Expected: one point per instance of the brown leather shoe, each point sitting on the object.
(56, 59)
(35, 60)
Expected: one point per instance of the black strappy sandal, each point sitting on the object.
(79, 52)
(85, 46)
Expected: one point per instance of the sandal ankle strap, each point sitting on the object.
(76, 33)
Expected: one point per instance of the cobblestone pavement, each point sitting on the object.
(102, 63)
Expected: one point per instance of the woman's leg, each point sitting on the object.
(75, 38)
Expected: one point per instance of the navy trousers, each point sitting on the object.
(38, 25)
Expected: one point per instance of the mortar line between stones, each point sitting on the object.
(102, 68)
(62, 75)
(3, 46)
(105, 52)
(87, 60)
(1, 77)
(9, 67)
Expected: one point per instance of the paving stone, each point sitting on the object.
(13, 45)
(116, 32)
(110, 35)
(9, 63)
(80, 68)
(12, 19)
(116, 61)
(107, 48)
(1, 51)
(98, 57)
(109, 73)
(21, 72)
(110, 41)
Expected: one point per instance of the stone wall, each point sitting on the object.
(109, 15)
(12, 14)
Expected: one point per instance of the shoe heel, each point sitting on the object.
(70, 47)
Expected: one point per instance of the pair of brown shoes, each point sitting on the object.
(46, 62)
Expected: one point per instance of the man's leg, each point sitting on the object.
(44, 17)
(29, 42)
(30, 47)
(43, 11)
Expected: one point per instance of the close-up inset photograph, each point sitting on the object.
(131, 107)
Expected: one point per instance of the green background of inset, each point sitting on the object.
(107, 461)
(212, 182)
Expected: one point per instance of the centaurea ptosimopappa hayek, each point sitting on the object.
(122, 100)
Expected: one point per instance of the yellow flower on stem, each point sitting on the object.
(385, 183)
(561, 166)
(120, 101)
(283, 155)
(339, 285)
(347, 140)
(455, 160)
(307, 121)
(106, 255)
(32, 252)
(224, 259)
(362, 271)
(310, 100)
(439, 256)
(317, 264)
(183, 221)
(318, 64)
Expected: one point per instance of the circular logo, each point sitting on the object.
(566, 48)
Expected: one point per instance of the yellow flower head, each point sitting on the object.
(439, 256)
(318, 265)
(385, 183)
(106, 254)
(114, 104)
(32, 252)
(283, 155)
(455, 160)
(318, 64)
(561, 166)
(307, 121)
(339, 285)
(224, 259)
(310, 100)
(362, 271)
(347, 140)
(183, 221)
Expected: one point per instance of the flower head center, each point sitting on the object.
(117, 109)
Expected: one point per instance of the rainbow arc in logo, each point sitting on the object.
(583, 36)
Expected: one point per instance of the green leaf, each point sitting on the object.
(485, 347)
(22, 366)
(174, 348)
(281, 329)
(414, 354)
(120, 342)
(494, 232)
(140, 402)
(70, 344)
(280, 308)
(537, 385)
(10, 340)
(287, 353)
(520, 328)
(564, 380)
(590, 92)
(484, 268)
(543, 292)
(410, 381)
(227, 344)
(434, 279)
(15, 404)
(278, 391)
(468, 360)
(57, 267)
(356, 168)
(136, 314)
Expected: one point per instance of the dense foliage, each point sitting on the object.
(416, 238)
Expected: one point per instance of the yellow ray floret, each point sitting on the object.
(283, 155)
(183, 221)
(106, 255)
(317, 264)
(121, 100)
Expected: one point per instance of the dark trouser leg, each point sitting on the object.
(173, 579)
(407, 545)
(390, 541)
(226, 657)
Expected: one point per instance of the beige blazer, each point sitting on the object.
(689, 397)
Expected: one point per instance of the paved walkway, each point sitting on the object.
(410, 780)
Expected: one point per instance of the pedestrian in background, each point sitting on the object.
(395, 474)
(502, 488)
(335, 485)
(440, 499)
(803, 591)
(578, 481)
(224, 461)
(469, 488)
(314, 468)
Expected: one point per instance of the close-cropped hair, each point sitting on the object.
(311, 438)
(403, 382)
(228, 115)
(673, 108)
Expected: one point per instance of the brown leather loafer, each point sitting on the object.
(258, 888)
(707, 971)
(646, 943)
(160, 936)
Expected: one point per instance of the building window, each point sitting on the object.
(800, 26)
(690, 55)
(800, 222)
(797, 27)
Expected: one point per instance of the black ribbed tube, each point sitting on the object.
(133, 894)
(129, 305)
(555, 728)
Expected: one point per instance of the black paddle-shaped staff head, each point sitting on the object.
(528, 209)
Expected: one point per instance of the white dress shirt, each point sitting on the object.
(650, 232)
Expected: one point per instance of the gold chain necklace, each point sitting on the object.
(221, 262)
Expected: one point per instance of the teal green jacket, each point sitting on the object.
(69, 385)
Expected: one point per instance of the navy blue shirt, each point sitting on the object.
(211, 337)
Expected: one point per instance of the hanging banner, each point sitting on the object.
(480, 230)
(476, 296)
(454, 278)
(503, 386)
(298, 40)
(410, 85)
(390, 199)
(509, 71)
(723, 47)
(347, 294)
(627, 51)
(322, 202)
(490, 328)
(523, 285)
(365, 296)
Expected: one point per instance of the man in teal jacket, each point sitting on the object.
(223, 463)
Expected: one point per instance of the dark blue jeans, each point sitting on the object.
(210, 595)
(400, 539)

§ **What is asked**: Please render all the records above as a two-column CSV with the header instruction,points and one row per record. Put the record's instruction text in the first field and its points in the second, with each field in double quotes and line breaks replaced by spaces.

§ **Reply**:
instruction,points
"Expected: one point per instance of the brown leather shoe, each point sitting on the object.","(56, 59) (35, 60)"
"Expected: one point per instance of the black strappy sandal, each point sitting on the object.","(79, 52) (85, 46)"
"Expected: one point per instance of the sandal ankle strap, each point sitting on the object.","(76, 33)"
"Expected: one point per instance of the cobblestone pavement, each point sitting on the object.","(102, 63)"
"Expected: one point per instance of the woman's leg, each point sitting on the object.","(75, 38)"
"Expected: one point per instance of the navy trousers, each point sitting on the object.","(38, 25)"
"Expected: one point per instance of the mortar line between stones, each point sitting on the object.","(102, 68) (62, 75) (3, 46) (105, 52) (87, 60) (1, 77) (9, 67)"
"Expected: one point per instance of the paving stone, each point sitting on the object.","(13, 45) (116, 32) (110, 35) (9, 63) (80, 68) (12, 19) (116, 61) (107, 48) (1, 51) (98, 57) (109, 73) (21, 72) (110, 41)"
"Expected: one point per instance of the stone wall, each point sitting on the object.","(109, 15) (12, 14)"
"Expected: one point per instance of the shoe heel, each point sitting on the object.","(70, 47)"
"Expected: one point per instance of the pair of brown shoes, each point sitting on the object.","(46, 62)"
"Expected: one point per instance of the man's leg, each point sitting on the object.","(44, 17) (29, 42) (30, 47) (43, 11)"
"Expected: one point per instance of the close-up inset photograph, each point sitting on the object.","(131, 107)"
"Expected: one point per instance of the green background of inset, each point sitting on the object.","(107, 461) (212, 182)"
"Expected: one point per instance of the centaurea ptosimopappa hayek, each point sitting on the object.","(122, 100)"
"Expected: one point per instance of the yellow flower on stem, each point sitting on the object.","(385, 183) (561, 166) (120, 101) (283, 155) (339, 285) (347, 140) (455, 160) (307, 121) (106, 255) (32, 252) (224, 259) (362, 271) (310, 100) (439, 256) (317, 264) (183, 221) (318, 64)"
"Expected: one point per instance of the circular logo, each point sitting on the object.","(566, 48)"
"Expected: one point per instance of the yellow flower head, each point sitting on the object.","(439, 256) (318, 265) (385, 183) (106, 254) (114, 104) (32, 252) (283, 155) (455, 160) (318, 64) (561, 166) (307, 121) (339, 285) (224, 259) (310, 100) (362, 271) (347, 140) (183, 221)"
"Expected: one point per instance of the flower head center, each point sitting on the object.","(117, 109)"
"Expected: one point per instance of the rainbow arc in logo, each point sitting on the object.","(583, 36)"
"Expected: one point per instance of the green leaf, each point sitting on the object.","(485, 347) (22, 366) (174, 348) (281, 329) (414, 354) (120, 342) (494, 232) (140, 402) (70, 344) (280, 308) (537, 385) (10, 340) (287, 353) (520, 328) (564, 380) (590, 92) (484, 268) (543, 292) (410, 381) (227, 344) (434, 279) (15, 404) (278, 391) (468, 360) (57, 267) (356, 168) (136, 314)"
"Expected: one point per instance of the dense foliage, each point sitting on the object.","(416, 238)"
"Expected: one point per instance of the yellow ray floret, each point sitting on the object.","(283, 155) (183, 221) (106, 255) (317, 264) (121, 100)"
"Expected: one point per instance of the dark trouser leg, each point sitting on the object.","(173, 579) (407, 545) (390, 541) (226, 657)"
"Expected: one point per instance of the beige blazer, each point sitting on the object.","(689, 397)"
"Expected: one point per instance of the paved walkway, each point sitting on the object.","(410, 780)"
"Expected: one point per instance of the pedestrian in background, each point sitting on the object.","(395, 474) (502, 488) (335, 485) (440, 499) (803, 591) (578, 481) (224, 461) (469, 488) (314, 468)"
"Expected: one point per instance of the close-cropped hair, each point sitting on the object.","(311, 438) (403, 382) (228, 115) (673, 108)"
"Expected: one point per instance of the brown leather loafer, each point sitting on the object.","(258, 888) (707, 971) (646, 943) (160, 936)"
"Expected: one point per instance of the building window, each point sitting on the object.","(800, 26) (690, 55) (800, 222) (797, 27)"
"Expected: one point per instance of the black ribbed tube, each point sitting on the object.","(133, 894) (129, 305) (555, 728)"
"Expected: one point per instance of the black paddle-shaped staff head, each point sitting on the object.","(528, 209)"
"Expected: one point per instance of the white dress shirt, each point sitting on the object.","(650, 232)"
"Expected: one point per instance of the gold chain necklace, each point sitting on the object.","(221, 262)"
"Expected: one point per instance of the teal green jacket, each point sitting on the object.","(69, 385)"
"Expected: one point per instance of the navy blue shirt, each point sitting on the object.","(211, 337)"
"Expected: one point per instance of the hanging banner, each point sitting on the object.","(480, 230) (476, 296) (454, 278) (503, 386) (298, 40) (410, 85) (390, 199) (509, 71) (723, 47) (347, 294) (627, 51) (322, 202) (490, 328) (523, 285) (365, 296)"
"Expected: one point per instance of the man in teal jacket, each point sitting on the object.","(223, 463)"
"Expected: one point per instance of the dark blue jeans, each point sitting on the object.","(210, 595) (400, 539)"